Tasks
1) Reproduce the passage of the case summaries between "At the request" and "repeatedly, killing him.", inclusive.
2) According to the case summaries, what forms of force did Morelli use against Crowder? List every one.
3) In the case summaries, which judge dismissed Ms. Carter's complaint with prejudice?

Document excerpt
++++++++++

Use of Force, Unjustified Detention, and Other Wrongdoing
Before reading this summary, please read the overview for context.
Biegert v. Molitor (2020)
At the request of his mother, who (correctly) suspected him to be suicidal, police officers went to check on the late Joseph Biegert. The officers inspected Mr. Biegert’s apartment but failed to secure a block of knives in the kitchen. They aggressively questioned Biegert and insisted on searching him for weapons, though neither believed him to be armed or uncooperative. One of the officers held Biegert painfully. Biegert permitted the search at first but then began to resist and to fight with the officers, who attempted to restrain him through increasingly violent means. Eventually, Biegert grabbed a knife from the aforementioned block and repeatedly stabbed one of the officers in the arm. In response, the officers shot him repeatedly, killing him.
Judge William Griesbach found the officers’ conduct reasonable, so it granted summary judgment to the defendants. The court of appeals agreed. Judge Barrett conceded that the officers might have made mistakes but held that, while they might have exacerbated the situation, ultimately Biegert was responsible for escalating the level of violence. [5-9] That the officers had violated regulations was given no weight. [7-8] Barrett emphasised that merely possessing a weapon would not justify lethal force but that Biegert was using a knife against the officers. This entitled them to shoot him even if they had alternatives (most of which they had already exhausted). [9-12] Barrett did not address qualified immunity, because this was not necessary if the officers acted reasonably.
Therefore, the officers were not liable.
Carter v. City of Alton (2019)
The opinion does not describe the subject matter of this lawsuit. According to the complaints, Alton police officer Michael Morelli (who is White) mistook Aaron Crowder (who is Black) for somebody else and demanded to arrest him. Mr. Crowder tried to correct this misapprehension but did not resist Mr. Morelli’s arrest attempt. Morelli nevertheless used a large amount of force against Crowder: very tight handcuffs; a dog; a TASER; repeated punches and kicks; and a knee on Crowder’s neck. [Crowder Complaint ¶¶ 14-26; Carter Complaint ¶¶ 14-26] Crowder’s 77 year-old mother, Pearl Ann Carter, tried to intervene and so was slammed into the ground. [Crowder Complaint ¶¶ 25, 27; Carter Complaint ¶¶ 25, 27] Both were sent to jail, although Crowder had to go to hospital first, and Crowder subsequently lost both his business and his girlfriend. [Crowder Complaint ¶¶ 27-28, 31]
After the defendants had filed their answer, Ms. Carter moved to withdraw her complaint. The defendants agreed, of course, but requested that the court do so with prejudice. Carter amended her motion to specifically request that the complaint be withdrawn without prejudice. Judge Phil Gilbert nevertheless dismissed her complaint with prejudice and denied her request for reconsideration.

++++++++++

Information given
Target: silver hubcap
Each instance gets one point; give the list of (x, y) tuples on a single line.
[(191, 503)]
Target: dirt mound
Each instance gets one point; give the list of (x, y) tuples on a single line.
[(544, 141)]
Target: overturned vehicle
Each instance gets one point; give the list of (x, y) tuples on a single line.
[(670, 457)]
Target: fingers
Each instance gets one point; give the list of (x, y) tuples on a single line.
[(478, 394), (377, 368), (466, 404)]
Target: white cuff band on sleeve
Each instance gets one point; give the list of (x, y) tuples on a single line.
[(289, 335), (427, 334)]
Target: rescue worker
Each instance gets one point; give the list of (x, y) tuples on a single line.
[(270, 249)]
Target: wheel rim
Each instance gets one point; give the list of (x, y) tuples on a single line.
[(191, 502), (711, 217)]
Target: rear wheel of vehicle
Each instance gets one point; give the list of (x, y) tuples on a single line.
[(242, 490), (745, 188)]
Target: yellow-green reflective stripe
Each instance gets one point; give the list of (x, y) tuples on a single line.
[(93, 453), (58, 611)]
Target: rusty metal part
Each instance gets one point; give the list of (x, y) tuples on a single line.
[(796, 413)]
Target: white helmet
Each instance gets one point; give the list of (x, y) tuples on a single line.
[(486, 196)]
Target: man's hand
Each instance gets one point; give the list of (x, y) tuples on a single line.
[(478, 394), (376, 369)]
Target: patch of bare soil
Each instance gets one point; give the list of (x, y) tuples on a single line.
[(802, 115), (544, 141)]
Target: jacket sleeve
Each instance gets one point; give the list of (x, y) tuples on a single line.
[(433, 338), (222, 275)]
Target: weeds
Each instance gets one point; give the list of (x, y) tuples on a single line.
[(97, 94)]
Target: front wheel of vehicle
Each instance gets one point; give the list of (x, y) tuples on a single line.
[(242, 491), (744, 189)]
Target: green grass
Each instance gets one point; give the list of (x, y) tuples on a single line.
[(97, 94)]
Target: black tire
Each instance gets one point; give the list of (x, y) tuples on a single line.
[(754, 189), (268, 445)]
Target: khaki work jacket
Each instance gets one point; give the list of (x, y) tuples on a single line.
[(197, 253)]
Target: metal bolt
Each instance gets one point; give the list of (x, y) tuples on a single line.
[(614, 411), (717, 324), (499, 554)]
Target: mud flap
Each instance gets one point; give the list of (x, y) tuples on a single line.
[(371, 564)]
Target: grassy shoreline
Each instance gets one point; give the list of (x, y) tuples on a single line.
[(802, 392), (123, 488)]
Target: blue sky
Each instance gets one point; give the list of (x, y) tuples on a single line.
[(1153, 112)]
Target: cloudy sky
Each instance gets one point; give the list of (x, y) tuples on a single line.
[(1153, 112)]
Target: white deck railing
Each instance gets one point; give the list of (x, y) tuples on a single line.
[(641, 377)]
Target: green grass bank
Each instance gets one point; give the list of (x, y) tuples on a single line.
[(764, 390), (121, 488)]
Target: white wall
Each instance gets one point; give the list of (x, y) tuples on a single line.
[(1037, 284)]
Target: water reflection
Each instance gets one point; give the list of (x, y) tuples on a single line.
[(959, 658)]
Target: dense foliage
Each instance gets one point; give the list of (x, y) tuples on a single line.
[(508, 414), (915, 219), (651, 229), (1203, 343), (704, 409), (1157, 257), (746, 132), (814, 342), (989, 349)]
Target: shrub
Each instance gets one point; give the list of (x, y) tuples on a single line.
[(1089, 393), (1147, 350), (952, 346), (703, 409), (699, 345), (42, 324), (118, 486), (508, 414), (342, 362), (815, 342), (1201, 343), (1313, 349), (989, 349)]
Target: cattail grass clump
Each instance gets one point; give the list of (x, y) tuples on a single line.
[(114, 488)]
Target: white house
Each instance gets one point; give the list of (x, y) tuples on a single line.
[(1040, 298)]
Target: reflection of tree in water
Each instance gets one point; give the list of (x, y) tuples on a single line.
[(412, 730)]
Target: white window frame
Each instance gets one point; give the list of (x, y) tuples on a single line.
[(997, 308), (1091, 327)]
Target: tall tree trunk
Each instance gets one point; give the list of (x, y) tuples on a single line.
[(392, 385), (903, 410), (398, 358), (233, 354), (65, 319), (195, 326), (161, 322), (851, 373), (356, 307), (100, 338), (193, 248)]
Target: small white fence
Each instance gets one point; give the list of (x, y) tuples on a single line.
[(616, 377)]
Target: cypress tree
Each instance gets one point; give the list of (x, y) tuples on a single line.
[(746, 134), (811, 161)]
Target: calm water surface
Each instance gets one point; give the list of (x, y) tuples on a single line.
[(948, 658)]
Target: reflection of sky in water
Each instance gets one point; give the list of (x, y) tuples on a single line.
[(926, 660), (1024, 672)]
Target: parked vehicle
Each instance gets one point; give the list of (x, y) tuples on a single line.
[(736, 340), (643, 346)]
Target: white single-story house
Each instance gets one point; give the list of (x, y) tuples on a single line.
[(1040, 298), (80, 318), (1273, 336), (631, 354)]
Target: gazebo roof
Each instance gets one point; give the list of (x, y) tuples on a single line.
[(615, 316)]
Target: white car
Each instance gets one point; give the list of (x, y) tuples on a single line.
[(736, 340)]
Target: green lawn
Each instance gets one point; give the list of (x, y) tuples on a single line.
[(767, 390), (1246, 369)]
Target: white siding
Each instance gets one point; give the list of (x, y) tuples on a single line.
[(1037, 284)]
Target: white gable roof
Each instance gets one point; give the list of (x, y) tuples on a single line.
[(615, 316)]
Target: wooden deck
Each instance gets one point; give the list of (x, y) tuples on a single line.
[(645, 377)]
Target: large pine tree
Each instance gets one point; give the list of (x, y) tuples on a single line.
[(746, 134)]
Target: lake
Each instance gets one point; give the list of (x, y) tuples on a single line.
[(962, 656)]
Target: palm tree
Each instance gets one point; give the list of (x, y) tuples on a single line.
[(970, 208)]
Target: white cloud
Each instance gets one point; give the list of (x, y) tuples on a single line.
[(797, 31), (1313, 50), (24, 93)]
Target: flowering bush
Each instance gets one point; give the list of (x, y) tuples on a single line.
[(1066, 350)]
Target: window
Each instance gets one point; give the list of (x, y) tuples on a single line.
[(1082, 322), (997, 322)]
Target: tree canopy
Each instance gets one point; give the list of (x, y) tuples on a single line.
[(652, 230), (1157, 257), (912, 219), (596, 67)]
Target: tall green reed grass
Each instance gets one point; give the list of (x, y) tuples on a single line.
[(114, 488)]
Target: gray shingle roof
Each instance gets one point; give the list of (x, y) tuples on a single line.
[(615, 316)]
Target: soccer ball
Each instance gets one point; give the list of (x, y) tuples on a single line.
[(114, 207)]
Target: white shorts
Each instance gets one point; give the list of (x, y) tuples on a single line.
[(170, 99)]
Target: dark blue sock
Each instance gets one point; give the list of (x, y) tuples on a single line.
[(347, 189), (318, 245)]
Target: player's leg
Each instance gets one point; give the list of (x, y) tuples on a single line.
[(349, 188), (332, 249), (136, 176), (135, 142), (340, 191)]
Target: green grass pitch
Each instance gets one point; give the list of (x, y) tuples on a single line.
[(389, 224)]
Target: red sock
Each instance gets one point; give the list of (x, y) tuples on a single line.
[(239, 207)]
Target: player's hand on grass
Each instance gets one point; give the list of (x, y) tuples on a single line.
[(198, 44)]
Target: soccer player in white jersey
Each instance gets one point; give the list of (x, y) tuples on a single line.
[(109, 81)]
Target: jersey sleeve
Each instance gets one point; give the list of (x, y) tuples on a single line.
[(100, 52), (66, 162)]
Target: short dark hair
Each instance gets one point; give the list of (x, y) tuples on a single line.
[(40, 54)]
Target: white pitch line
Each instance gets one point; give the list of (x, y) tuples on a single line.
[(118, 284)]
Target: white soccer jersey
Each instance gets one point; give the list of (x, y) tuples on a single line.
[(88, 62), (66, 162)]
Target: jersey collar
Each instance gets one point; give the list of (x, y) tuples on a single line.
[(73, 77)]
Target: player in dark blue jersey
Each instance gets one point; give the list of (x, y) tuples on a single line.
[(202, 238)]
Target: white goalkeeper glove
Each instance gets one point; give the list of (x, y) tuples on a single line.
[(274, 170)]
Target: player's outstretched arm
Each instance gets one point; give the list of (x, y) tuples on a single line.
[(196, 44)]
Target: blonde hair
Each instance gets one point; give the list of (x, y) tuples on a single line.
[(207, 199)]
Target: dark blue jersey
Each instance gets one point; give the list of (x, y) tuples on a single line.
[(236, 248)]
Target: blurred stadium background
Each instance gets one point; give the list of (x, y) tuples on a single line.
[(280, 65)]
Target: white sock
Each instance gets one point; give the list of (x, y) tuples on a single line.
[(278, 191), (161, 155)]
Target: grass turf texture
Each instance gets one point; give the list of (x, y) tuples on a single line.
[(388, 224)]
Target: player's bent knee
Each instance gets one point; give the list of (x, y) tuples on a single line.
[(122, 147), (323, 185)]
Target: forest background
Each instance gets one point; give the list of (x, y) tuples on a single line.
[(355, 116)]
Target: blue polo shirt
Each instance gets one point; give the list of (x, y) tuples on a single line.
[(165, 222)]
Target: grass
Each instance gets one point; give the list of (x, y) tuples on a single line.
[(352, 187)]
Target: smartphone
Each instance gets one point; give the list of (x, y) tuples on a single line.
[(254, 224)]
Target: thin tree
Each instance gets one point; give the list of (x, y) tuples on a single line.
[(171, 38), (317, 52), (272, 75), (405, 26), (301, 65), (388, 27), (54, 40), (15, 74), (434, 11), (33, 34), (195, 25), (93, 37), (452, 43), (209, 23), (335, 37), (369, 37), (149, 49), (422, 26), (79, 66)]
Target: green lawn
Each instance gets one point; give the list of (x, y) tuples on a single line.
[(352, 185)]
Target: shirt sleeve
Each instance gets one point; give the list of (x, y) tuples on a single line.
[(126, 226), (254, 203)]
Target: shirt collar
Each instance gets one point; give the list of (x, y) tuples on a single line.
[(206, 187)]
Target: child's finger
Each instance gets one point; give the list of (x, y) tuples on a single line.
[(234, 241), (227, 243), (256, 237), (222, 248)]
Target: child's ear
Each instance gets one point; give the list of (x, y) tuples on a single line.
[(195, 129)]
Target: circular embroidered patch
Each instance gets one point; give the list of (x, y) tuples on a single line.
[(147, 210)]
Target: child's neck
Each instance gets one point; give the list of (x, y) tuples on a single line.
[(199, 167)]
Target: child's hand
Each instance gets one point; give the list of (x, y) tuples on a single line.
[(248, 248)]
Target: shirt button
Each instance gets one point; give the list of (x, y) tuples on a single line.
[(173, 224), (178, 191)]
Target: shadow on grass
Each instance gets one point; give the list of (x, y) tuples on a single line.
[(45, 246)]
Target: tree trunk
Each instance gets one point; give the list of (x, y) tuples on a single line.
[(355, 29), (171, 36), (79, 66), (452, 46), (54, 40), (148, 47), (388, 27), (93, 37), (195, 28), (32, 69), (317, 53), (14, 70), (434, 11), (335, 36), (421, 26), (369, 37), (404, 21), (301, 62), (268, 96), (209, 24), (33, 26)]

++++++++++

Task answers
1)
At the request of his mother, who (correctly) suspected him to be suicidal, police officers went to check on the late Joseph Biegert. The officers inspected Mr. Biegert’s apartment but failed to secure a block of knives in the kitchen. They aggressively questioned Biegert and insisted on searching him for weapons, though neither believed him to be armed or uncooperative. One of the officers held Biegert painfully. Biegert permitted the search at first but then began to resist and to fight with the officers, who attempted to restrain him through increasingly violent means. Eventually, Biegert grabbed a knife from the aforementioned block and repeatedly stabbed one of the officers in the arm. In response, the officers shot him repeatedly, killing him.

2)
- Very tight handcuffs
- A dog
- A TASER
- Repeated punches and kicks
- A knee on Crowder's neck

3) Judge Phil Gilbert